V. Les conséquences constitutionnelles de la crise sanitaire

 

A. En France 

 

D’après le Conseil d'Etat, un régime d’exception a pour vocation de rester temporaire, puisqu’il a pour objet l’unique résolution de la crise en cours. C’est pourquoi tous les régimes d’exceptions ont un cadre légal fixant leur durée,  les modalités de reconduction. et la fin de leur application, en est un parfait exemple l’article 16 de la Constitution donnant les pleins pouvoirs au président de la République lorsque les conditions d’application de cet article sont réunies.

 

On constate qu’en cas de durée prolongée d'état d’urgence, celui-ci nuit particulièrement aux libertés individuelles et à l’Etat de droit. Dans la même logique, les mesures entrées en vigueur pendant le régime d’exception ne doivent pas rester dans le droit commun une fois le régime levé. Cependant, on a constaté que lors de l’état d’urgence de 2015, des textes tels que la loi renforçant la lutte contre le terrorisme et la sécurité intérieure de 2017 sont resté dans le droit positif, et ce car bien qu’objectivement la menace n’existe plus, elle reste subjectivement perçue comme tel par les citoyens, et cette perception justifie des prorogations répétées ou des inscriptions dans le droit positif de certaines dispositions. En l’occurrence, de nombreux juristes craignent que certaines mesures restrictives soient transposées dans le droit positif suite à l’épidémie, ou encore qu’à l’avenir il soit plus simple que celle-ci soit tolérée.

 

B. Au Vietnam

 

Malgré le succès de la Directive 16, plusieurs juristes se sont inquiétés du fait que les mesures prévues par cette directive dépassaient l'autorité d'un Premier Ministre. À cet égard, la Constitution réserve exclusivement au Président le pouvoir de fermer les frontières et de suspendre les divertissements publics et les transports dans le cadre d'une situation d'urgence formelle, qui doit être approuvée par le CPAN ou l'Assemblée nationale.

▬▬▬

▸ EXERCICES PROPOSÉS:
• 1. Recopiez la partie de l'extrait sur la crise sanitaire qui commence par « V. Les conséquences » et va jusqu'à « article sont réunies. ».
• 2. Pour chaque affirmation, dites si elle correspond à l'extrait sur la crise sanitaire en répondant par oui ou par non, puis citez les mots exacts du texte qui le montrent.
(a) Selon le Conseil d'État, un régime d'exception est fait pour durer.
(b) Au Vietnam, la Constitution réserve au Président le pouvoir de fermer les frontières.
(c) L'article 16 de la Constitution donne les pleins pouvoirs au Premier ministre.
La liste qui suit ne joue aucun rôle dans ce travail.

▬▬▬

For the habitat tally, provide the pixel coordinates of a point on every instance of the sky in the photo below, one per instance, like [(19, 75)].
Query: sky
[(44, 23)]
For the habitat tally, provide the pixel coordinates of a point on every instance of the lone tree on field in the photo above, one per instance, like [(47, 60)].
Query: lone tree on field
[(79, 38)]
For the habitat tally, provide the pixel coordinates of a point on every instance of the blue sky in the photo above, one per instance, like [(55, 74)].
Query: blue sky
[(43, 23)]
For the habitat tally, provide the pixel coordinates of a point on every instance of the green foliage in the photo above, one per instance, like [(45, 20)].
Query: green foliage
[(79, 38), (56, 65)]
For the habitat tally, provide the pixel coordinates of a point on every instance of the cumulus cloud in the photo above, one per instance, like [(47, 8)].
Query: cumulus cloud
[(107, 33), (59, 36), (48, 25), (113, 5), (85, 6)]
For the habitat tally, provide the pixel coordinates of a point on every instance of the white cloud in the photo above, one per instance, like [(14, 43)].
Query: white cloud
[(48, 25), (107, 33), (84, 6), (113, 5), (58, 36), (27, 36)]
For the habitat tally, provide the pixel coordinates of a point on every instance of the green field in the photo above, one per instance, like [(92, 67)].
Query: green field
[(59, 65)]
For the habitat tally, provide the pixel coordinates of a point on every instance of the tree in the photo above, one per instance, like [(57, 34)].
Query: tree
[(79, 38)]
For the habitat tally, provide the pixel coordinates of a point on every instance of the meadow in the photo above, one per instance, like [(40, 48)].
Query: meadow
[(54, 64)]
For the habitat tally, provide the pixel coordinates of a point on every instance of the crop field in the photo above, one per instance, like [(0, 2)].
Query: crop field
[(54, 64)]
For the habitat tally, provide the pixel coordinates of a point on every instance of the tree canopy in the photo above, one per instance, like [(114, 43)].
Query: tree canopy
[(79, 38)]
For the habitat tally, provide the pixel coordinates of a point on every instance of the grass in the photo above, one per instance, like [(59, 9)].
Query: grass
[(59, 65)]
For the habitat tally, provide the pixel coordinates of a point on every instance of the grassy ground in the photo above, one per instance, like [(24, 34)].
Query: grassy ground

▬▬▬

▸ CORRIGÉS:
• 1.
V. Les conséquences constitutionnelles de la crise sanitaire

 

A. En France 

 

D’après le Conseil d'Etat, un régime d’exception a pour vocation de rester temporaire, puisqu’il a pour objet l’unique résolution de la crise en cours. C’est pourquoi tous les régimes d’exceptions ont un cadre légal fixant leur durée,  les modalités de reconduction. et la fin de leur application, en est un parfait exemple l’article 16 de la Constitution donnant les pleins pouvoirs au président de la République lorsque les conditions d’application de cet article sont réunies.

• 2.
(a) Non : « un régime d’exception a pour vocation de rester temporaire ».
(b) Oui : « la Constitution réserve exclusivement au Président le pouvoir de fermer les frontières ».
(c) Non : « l’article 16 de la Constitution donnant les pleins pouvoirs au président de la République ».